## GIVEN INSTRUCTION
Retype every one of the following lines verbatim, character for character. Omit the pictures from your output.

## ENTRIES SHOWN

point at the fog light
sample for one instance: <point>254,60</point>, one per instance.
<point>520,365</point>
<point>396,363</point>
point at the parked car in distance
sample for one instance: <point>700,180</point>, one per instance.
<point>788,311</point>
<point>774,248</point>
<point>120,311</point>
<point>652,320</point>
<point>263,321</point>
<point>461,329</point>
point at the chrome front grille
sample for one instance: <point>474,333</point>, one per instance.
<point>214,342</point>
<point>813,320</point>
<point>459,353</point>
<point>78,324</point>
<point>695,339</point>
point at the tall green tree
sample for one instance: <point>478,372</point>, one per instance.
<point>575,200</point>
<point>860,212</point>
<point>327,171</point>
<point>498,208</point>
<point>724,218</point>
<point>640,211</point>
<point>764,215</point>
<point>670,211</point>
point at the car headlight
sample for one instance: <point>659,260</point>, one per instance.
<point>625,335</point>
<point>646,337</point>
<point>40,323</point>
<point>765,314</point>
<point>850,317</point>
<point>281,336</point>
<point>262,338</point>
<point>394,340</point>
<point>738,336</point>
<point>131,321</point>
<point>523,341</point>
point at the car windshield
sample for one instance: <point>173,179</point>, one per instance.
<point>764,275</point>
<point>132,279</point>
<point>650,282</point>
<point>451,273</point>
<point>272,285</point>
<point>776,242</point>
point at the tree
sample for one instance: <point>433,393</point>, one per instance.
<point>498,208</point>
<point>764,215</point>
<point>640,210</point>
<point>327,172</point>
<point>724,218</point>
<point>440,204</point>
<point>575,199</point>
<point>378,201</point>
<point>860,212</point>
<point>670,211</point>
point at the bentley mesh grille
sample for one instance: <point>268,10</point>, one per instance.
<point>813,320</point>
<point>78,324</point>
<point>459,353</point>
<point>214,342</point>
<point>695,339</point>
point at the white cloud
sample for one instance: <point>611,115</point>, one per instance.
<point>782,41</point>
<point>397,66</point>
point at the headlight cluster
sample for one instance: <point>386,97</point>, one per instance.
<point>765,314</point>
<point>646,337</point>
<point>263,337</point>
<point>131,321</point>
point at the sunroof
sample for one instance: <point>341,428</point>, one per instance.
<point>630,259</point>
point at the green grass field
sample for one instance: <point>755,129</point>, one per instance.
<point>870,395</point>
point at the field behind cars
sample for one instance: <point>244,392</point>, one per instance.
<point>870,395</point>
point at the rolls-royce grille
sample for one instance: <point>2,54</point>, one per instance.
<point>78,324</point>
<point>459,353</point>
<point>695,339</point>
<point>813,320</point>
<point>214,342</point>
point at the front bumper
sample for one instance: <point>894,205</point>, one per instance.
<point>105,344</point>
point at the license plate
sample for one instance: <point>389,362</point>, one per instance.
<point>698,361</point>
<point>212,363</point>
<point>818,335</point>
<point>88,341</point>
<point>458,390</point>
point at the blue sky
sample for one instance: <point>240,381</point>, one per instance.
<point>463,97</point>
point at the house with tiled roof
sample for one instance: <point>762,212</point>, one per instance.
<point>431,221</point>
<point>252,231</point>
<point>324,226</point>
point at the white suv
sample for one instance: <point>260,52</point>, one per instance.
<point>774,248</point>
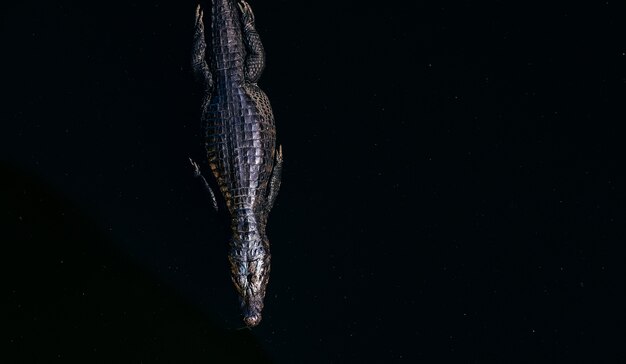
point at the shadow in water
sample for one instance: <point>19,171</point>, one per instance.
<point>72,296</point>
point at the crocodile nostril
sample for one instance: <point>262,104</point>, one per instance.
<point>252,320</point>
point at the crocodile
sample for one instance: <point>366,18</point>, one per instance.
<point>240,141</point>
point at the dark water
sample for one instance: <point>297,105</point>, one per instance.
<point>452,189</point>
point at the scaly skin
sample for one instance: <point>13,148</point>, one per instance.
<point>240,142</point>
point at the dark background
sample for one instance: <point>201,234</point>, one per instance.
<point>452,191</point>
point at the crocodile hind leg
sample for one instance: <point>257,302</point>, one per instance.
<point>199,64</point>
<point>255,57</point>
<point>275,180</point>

## SOLUTION TO THE PROBLEM
point at the fog light
sample for one instance: <point>254,60</point>, one per instance.
<point>520,365</point>
<point>396,363</point>
point at the parked car in distance
sample for one instance: <point>700,180</point>, one per instance.
<point>788,311</point>
<point>774,248</point>
<point>120,311</point>
<point>652,320</point>
<point>263,321</point>
<point>461,329</point>
point at the chrome front grille
sample for one instance: <point>474,333</point>, one per instance.
<point>214,342</point>
<point>813,320</point>
<point>459,353</point>
<point>78,324</point>
<point>695,339</point>
point at the tall green tree
sample for one instance: <point>478,372</point>, one per instance.
<point>575,200</point>
<point>860,212</point>
<point>327,171</point>
<point>498,208</point>
<point>724,218</point>
<point>640,211</point>
<point>764,215</point>
<point>670,211</point>
point at the car headlight
sample for one instance: <point>659,260</point>, one per instance.
<point>625,335</point>
<point>646,337</point>
<point>40,323</point>
<point>765,314</point>
<point>850,317</point>
<point>281,336</point>
<point>262,338</point>
<point>394,340</point>
<point>738,336</point>
<point>131,321</point>
<point>523,341</point>
point at the car windshield
sample for one instance: <point>173,179</point>, one per instance.
<point>764,275</point>
<point>132,279</point>
<point>650,282</point>
<point>451,273</point>
<point>272,285</point>
<point>776,242</point>
point at the tree
sample for one instance: <point>433,393</point>, one per instance.
<point>498,208</point>
<point>764,215</point>
<point>640,210</point>
<point>327,172</point>
<point>724,218</point>
<point>440,204</point>
<point>575,199</point>
<point>378,201</point>
<point>860,212</point>
<point>670,211</point>
point at the bentley mesh grille
sample for one instance: <point>268,10</point>, one per instance.
<point>813,320</point>
<point>78,324</point>
<point>459,353</point>
<point>214,342</point>
<point>695,339</point>
point at the white cloud
sample for one instance: <point>611,115</point>, one per instance.
<point>782,41</point>
<point>397,66</point>
point at the headlight cluster
sample for one instance: <point>386,97</point>, one per instance.
<point>765,314</point>
<point>646,337</point>
<point>263,337</point>
<point>131,321</point>
point at the sunroof
sample for one instance: <point>341,428</point>, one per instance.
<point>630,259</point>
point at the green grass field
sample for one instance: <point>755,129</point>, one per instance.
<point>870,395</point>
point at the field behind cars
sample for one instance: <point>244,392</point>, one per instance.
<point>870,395</point>
point at the rolls-royce grille
sample for one instance: <point>2,54</point>, one per instance.
<point>78,324</point>
<point>459,353</point>
<point>695,339</point>
<point>813,320</point>
<point>214,342</point>
point at the front bumper
sample for one instance: <point>894,205</point>, one per instance.
<point>105,344</point>
point at the license plate
sample for one instance: <point>389,362</point>, one per instance.
<point>698,361</point>
<point>212,363</point>
<point>818,335</point>
<point>88,341</point>
<point>458,390</point>
point at the blue sky
sample for one instance: <point>240,381</point>, one per instance.
<point>463,97</point>
point at the house with tiled roof
sample for one instance: <point>762,212</point>, one per instance.
<point>431,221</point>
<point>252,231</point>
<point>324,226</point>
point at the white suv
sample for one instance: <point>260,52</point>, one per instance.
<point>774,248</point>
point at the shadow in water
sample for one instance: <point>19,171</point>, one per instance.
<point>72,296</point>
point at the crocodile nostril
sample for one instance: <point>262,104</point>, one per instance.
<point>252,320</point>
point at the crocodile
sample for one instance: <point>366,18</point>, one per instance.
<point>240,141</point>
point at the dark water
sample for one instance: <point>297,105</point>, one per instance.
<point>452,189</point>
point at the scaly skin
sample for one instance: <point>13,148</point>, one per instance.
<point>240,142</point>
point at the dark background
sample for one instance: <point>201,234</point>, one per instance.
<point>452,191</point>
point at the crocodile hind leg
sample for one instance: <point>257,302</point>, one per instance.
<point>199,64</point>
<point>255,57</point>
<point>275,180</point>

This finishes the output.